◆ **Exercise**
An exact transcription of every entry is required, with the images left out.

◆ **Provided data**
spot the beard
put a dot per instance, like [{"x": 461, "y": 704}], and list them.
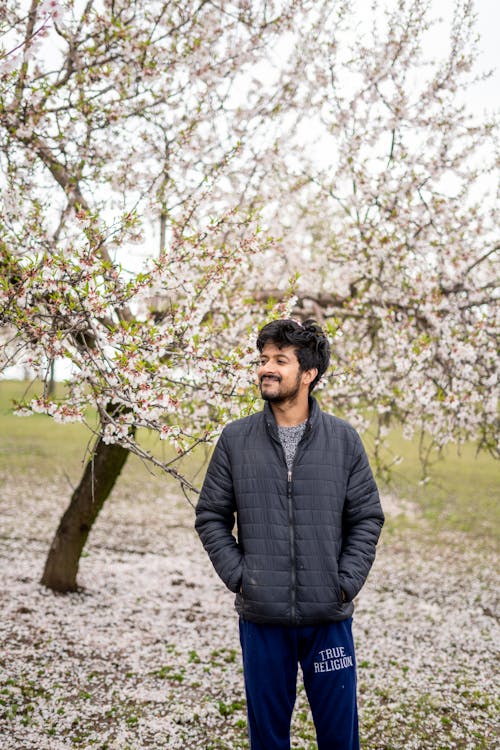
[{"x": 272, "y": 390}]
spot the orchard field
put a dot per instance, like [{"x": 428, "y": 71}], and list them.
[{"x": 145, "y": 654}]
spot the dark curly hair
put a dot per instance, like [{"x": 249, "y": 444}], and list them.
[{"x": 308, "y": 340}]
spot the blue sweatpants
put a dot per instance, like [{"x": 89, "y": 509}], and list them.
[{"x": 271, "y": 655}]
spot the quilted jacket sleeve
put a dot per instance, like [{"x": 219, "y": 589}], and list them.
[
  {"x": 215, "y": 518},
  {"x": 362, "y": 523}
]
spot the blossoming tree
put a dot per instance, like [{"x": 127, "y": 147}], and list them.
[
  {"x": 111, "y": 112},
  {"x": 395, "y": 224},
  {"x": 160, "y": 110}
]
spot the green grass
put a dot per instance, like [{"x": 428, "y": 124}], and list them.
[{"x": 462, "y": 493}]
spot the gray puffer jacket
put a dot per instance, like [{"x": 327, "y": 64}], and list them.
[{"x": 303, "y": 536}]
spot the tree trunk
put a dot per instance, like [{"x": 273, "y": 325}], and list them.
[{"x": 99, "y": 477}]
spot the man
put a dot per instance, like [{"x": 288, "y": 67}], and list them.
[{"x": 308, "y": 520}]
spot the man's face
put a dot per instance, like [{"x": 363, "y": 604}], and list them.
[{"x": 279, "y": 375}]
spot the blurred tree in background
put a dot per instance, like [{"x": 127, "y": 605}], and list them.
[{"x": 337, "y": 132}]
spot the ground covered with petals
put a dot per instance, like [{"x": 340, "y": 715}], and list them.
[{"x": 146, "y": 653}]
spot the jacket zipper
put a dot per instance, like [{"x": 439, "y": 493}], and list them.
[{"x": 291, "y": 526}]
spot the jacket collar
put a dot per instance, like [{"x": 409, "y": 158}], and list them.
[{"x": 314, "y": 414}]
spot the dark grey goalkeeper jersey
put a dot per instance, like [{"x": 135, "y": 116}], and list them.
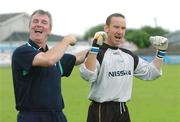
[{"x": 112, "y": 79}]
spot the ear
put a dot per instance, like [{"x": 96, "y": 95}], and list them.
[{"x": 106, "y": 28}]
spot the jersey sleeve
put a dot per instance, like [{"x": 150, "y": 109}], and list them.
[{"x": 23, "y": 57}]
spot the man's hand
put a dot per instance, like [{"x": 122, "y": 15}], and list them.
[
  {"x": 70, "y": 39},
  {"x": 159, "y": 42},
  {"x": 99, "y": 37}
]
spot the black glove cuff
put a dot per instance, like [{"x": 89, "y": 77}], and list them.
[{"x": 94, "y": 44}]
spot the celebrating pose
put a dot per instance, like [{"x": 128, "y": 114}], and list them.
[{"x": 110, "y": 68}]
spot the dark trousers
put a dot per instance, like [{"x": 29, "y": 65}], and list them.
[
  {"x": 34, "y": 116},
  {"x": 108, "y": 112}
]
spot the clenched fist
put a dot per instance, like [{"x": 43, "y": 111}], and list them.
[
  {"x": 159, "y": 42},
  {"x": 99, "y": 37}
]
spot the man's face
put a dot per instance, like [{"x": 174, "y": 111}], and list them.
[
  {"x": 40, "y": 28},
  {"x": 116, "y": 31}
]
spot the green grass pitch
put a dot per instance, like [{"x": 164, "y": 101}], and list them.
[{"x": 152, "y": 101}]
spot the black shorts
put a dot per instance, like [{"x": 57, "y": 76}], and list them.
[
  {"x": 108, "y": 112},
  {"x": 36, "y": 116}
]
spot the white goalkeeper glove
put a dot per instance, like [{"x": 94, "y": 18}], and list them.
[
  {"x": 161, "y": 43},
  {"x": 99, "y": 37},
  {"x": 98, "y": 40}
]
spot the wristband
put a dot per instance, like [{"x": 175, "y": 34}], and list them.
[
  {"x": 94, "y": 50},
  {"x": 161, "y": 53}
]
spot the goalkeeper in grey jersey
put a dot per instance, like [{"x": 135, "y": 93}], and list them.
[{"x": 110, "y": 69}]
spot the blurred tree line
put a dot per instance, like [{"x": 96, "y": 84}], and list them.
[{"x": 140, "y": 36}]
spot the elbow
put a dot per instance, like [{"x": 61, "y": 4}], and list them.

◆ **Task answer**
spot the beard
put a dot per instance, like [{"x": 461, "y": 704}], and list them.
[{"x": 272, "y": 390}]
spot the orchard field
put a dot per instance, like [{"x": 428, "y": 71}], and list them.
[{"x": 145, "y": 654}]
spot the dark curly hair
put a dot per instance, like [{"x": 249, "y": 444}], and list them.
[{"x": 308, "y": 340}]
spot the blue sweatpants
put a dot per instance, like [{"x": 89, "y": 509}], and list them.
[{"x": 271, "y": 655}]
spot the quilted jacket sleeve
put a dot per instance, like [{"x": 219, "y": 589}], and list them.
[
  {"x": 215, "y": 518},
  {"x": 362, "y": 523}
]
spot the blossoming tree
put a dot per instance, like [{"x": 127, "y": 147}], and list them.
[
  {"x": 111, "y": 112},
  {"x": 395, "y": 224},
  {"x": 160, "y": 110}
]
spot the green grass
put a dot per instance, like [{"x": 428, "y": 124}], and list them.
[{"x": 462, "y": 493}]
spot the gray puffer jacket
put a dot per instance, like [{"x": 327, "y": 64}], and list them.
[{"x": 303, "y": 536}]
spot the tree trunk
put a dot per instance, like [{"x": 273, "y": 325}], and list them.
[{"x": 99, "y": 477}]
spot the man
put a dot per instance, like [{"x": 288, "y": 67}], and list them.
[{"x": 308, "y": 520}]
spot the man's face
put a dot per instance, like [{"x": 363, "y": 604}], and list them.
[{"x": 279, "y": 375}]
spot the blurred tree in background
put a dot per instance, like [{"x": 127, "y": 605}], and list them.
[{"x": 337, "y": 132}]
spot the ground covered with petals
put a dot per instance, like [{"x": 340, "y": 715}], and list them.
[{"x": 146, "y": 653}]
spot the jacket zipper
put a dot per instance, like [{"x": 439, "y": 493}], and list them.
[{"x": 291, "y": 526}]
spot the jacket collar
put a dot per instance, like [{"x": 409, "y": 158}], and list them.
[{"x": 314, "y": 414}]
spot the dark grey goalkeeper jersey
put a dot per instance, like [{"x": 135, "y": 116}], and list them.
[{"x": 112, "y": 79}]
spot the ear
put a dot per instance, like [{"x": 96, "y": 95}], and list them.
[{"x": 106, "y": 28}]
spot the jersey sleeve
put a dot per instance, like [{"x": 150, "y": 109}], and list them.
[{"x": 23, "y": 57}]
spot the man's hand
put a dot per instance, like [{"x": 122, "y": 15}], and list them.
[
  {"x": 70, "y": 39},
  {"x": 159, "y": 42},
  {"x": 99, "y": 37}
]
spot the black glove cuff
put a dot per instance, like [{"x": 89, "y": 77}], and list them.
[{"x": 94, "y": 44}]
spot the celebrating pose
put a dot per instance, like [{"x": 128, "y": 114}], and list them.
[{"x": 110, "y": 68}]
spot the dark trousers
put a dot per instance, like [{"x": 29, "y": 65}], and list them.
[
  {"x": 34, "y": 116},
  {"x": 108, "y": 112}
]
spot the clenched fist
put a dot per instance, like [{"x": 43, "y": 111}], and list them.
[
  {"x": 159, "y": 42},
  {"x": 99, "y": 37}
]
spot the man's face
put a dot per instance, like [{"x": 174, "y": 111}], and list them.
[
  {"x": 40, "y": 28},
  {"x": 116, "y": 31}
]
spot the green grass pitch
put a dot per instance, like [{"x": 164, "y": 101}], and list them.
[{"x": 152, "y": 101}]
spot the black shorts
put a dot per instance, like [{"x": 57, "y": 76}], and list them.
[
  {"x": 108, "y": 112},
  {"x": 36, "y": 116}
]
spot the white goalkeeper glove
put a dot per instance, like [{"x": 94, "y": 18}], and list them.
[
  {"x": 161, "y": 43},
  {"x": 99, "y": 37},
  {"x": 98, "y": 40}
]
spot the wristband
put a dot per instance, like [{"x": 175, "y": 34}], and list them.
[
  {"x": 94, "y": 50},
  {"x": 161, "y": 53}
]
spot the goalkeeper in grey jersey
put a dot per instance, like [{"x": 135, "y": 93}], and list them.
[{"x": 110, "y": 69}]
spot the blurred tree line
put a dot per instance, like [{"x": 96, "y": 84}], and list them.
[{"x": 140, "y": 36}]
spot the elbow
put a dot per instance, like [{"x": 61, "y": 4}], and list them.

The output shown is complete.